** Description of the task **
Rewrite the data below as a numbered list, one item per line, with blank lines left out.

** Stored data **
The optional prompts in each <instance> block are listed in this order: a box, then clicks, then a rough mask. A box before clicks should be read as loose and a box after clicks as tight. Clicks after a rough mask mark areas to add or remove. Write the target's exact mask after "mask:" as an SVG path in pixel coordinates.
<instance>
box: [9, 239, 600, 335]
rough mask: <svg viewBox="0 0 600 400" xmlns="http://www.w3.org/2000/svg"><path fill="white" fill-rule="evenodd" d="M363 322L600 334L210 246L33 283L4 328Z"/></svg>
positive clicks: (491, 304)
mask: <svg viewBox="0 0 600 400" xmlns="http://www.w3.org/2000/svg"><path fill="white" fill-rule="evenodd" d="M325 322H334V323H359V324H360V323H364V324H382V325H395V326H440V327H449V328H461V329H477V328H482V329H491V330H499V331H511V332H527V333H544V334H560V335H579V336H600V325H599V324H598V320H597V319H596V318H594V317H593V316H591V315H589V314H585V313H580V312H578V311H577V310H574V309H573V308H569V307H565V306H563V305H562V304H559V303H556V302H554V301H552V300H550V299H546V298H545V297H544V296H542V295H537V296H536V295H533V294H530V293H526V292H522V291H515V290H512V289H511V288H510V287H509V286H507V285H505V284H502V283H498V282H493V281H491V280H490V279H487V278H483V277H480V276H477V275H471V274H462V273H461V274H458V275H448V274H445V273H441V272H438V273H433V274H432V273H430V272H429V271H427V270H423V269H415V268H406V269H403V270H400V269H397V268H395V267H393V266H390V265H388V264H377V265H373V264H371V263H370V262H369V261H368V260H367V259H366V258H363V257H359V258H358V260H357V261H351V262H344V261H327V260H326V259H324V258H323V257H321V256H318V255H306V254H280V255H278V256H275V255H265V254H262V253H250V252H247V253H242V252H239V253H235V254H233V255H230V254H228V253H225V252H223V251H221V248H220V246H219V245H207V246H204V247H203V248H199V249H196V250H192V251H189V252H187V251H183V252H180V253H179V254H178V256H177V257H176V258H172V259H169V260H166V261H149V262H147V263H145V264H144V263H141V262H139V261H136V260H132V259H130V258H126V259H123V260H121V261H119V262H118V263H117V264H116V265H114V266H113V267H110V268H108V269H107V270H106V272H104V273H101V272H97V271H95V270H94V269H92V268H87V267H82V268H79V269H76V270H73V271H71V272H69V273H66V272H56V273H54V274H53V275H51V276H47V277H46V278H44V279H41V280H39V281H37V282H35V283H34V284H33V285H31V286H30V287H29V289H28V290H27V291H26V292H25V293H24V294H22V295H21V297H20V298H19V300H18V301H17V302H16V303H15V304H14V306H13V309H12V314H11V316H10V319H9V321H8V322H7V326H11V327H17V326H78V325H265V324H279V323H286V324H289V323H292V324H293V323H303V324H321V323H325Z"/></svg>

** Solution below **
1. The optional prompts in each <instance> block are listed in this order: a box, then clicks, then a rough mask. A box before clicks should be read as loose and a box after clicks as tight. Clicks after a rough mask mark areas to add or remove. Write the target's exact mask after "mask:" as an SVG path in pixel coordinates.
2. <instance>
3. box: [9, 239, 600, 335]
4. rough mask: <svg viewBox="0 0 600 400" xmlns="http://www.w3.org/2000/svg"><path fill="white" fill-rule="evenodd" d="M363 322L600 334L210 246L33 283L4 328Z"/></svg>
5. positive clicks: (491, 304)
6. mask: <svg viewBox="0 0 600 400" xmlns="http://www.w3.org/2000/svg"><path fill="white" fill-rule="evenodd" d="M325 322H334V323H359V324H360V323H364V324H382V325H395V326H440V327H449V328H461V329H477V328H482V329H491V330H499V331H511V332H527V333H544V334H560V335H579V336H600V325H599V324H598V320H597V319H596V318H594V317H593V316H591V315H589V314H585V313H580V312H578V311H577V310H574V309H573V308H569V307H565V306H563V305H562V304H559V303H556V302H554V301H552V300H550V299H546V298H545V297H544V296H542V295H537V296H536V295H533V294H530V293H526V292H522V291H515V290H512V289H511V288H510V287H509V286H507V285H505V284H502V283H498V282H493V281H491V280H490V279H487V278H483V277H480V276H477V275H471V274H462V273H461V274H458V275H448V274H445V273H441V272H438V273H433V274H432V273H430V272H429V271H427V270H423V269H415V268H406V269H403V270H400V269H397V268H395V267H393V266H390V265H388V264H377V265H373V264H371V263H370V262H369V261H368V260H367V259H366V258H363V257H359V258H358V260H357V261H351V262H344V261H327V260H326V259H324V258H323V257H321V256H318V255H306V254H280V255H278V256H275V255H265V254H262V253H250V252H247V253H242V252H239V253H235V254H233V255H230V254H228V253H225V252H223V251H221V248H220V246H219V245H207V246H204V247H203V248H199V249H196V250H192V251H189V252H187V251H183V252H180V253H179V254H178V256H177V257H176V258H172V259H169V260H166V261H149V262H147V263H145V264H144V263H141V262H139V261H136V260H132V259H130V258H126V259H123V260H121V261H119V262H118V263H117V264H116V265H114V266H113V267H110V268H108V269H107V270H106V272H104V273H101V272H97V271H95V270H94V269H92V268H87V267H82V268H79V269H76V270H73V271H71V272H69V273H66V272H56V273H54V274H53V275H51V276H47V277H46V278H44V279H41V280H39V281H37V282H35V283H34V284H33V285H31V286H30V287H29V289H28V290H27V291H26V292H25V293H24V294H22V295H21V297H20V298H19V300H18V301H17V302H16V303H15V304H14V306H13V309H12V314H11V316H10V319H9V321H8V322H7V326H11V327H17V326H78V325H265V324H279V323H286V324H289V323H292V324H293V323H303V324H321V323H325Z"/></svg>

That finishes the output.